* [Work to complete]
Write out everything from the start of the records down through the line containing "[[482, 0, 788, 227]]". Include both ends and leave the pictures out.

* [Records provided]
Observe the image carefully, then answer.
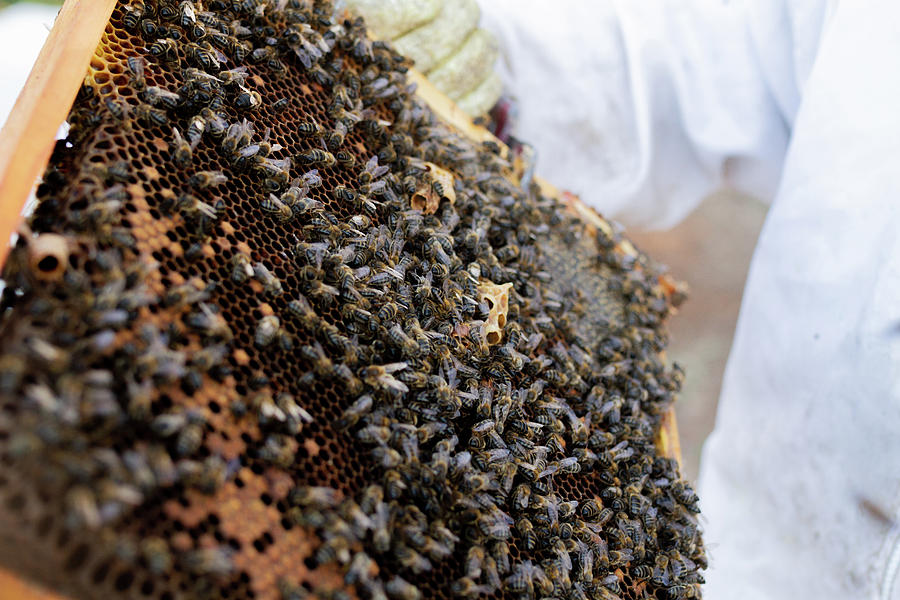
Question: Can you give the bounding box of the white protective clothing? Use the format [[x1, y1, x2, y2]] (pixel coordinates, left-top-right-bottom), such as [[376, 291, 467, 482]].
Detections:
[[482, 0, 900, 600]]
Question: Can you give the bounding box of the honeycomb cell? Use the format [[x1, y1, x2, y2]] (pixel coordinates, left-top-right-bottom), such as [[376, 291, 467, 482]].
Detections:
[[0, 0, 705, 600]]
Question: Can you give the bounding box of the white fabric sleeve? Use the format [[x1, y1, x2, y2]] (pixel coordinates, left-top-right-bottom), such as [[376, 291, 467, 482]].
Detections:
[[482, 0, 788, 227]]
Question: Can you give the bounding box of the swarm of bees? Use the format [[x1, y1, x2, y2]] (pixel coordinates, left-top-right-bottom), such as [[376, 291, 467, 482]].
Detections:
[[0, 0, 706, 600]]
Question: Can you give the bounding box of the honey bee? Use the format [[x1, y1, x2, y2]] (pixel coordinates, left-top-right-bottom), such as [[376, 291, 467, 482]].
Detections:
[[394, 546, 431, 575], [175, 413, 206, 456], [359, 362, 409, 393], [65, 485, 102, 529], [140, 537, 173, 575], [297, 121, 322, 137], [297, 148, 337, 167], [172, 128, 193, 167], [222, 119, 253, 153], [272, 97, 291, 113], [141, 86, 182, 110], [141, 37, 178, 62], [122, 4, 144, 31], [259, 194, 295, 223], [288, 485, 341, 509], [188, 171, 228, 190], [176, 194, 221, 220], [234, 86, 262, 110], [384, 576, 422, 600], [504, 560, 553, 598]]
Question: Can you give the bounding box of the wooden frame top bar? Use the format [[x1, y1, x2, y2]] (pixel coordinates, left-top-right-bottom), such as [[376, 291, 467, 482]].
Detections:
[[0, 0, 116, 264], [0, 0, 681, 600]]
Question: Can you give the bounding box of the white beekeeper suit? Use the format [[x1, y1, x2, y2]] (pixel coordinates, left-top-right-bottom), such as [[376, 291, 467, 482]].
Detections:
[[481, 0, 900, 600]]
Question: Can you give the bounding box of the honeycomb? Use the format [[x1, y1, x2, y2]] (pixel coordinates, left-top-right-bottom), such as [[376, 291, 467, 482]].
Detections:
[[0, 0, 706, 600]]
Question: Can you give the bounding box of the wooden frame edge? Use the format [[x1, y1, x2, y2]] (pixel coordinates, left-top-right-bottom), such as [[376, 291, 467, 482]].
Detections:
[[0, 0, 116, 264]]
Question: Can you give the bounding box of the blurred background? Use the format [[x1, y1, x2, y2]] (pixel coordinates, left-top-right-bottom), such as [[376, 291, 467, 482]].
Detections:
[[0, 0, 766, 480]]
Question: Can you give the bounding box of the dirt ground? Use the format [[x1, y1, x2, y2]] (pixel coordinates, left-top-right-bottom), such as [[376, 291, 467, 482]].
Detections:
[[627, 193, 766, 480]]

* [Reply]
Observe the image carefully, then answer.
Question: Can you give the bounding box of the white protective clothing? Use the format [[x1, y1, x2, y2]] (pixel coordinates, left-top-right-bottom), such as [[376, 291, 467, 482]].
Detections:
[[482, 0, 900, 600]]
Question: Can you give the bounding box of the honeycomb cell? Use the format [[x1, y1, x2, y2]] (pixel coordinates, left-top-right-bottom), such as [[376, 291, 467, 482]].
Detections:
[[0, 0, 705, 600]]
Question: Can you give the bounding box of the white fabric sleeve? Use the format [[x1, y1, x2, y2]] (pixel coordinates, left-top-right-bottom), such as [[376, 291, 467, 482]].
Detections:
[[482, 0, 788, 227]]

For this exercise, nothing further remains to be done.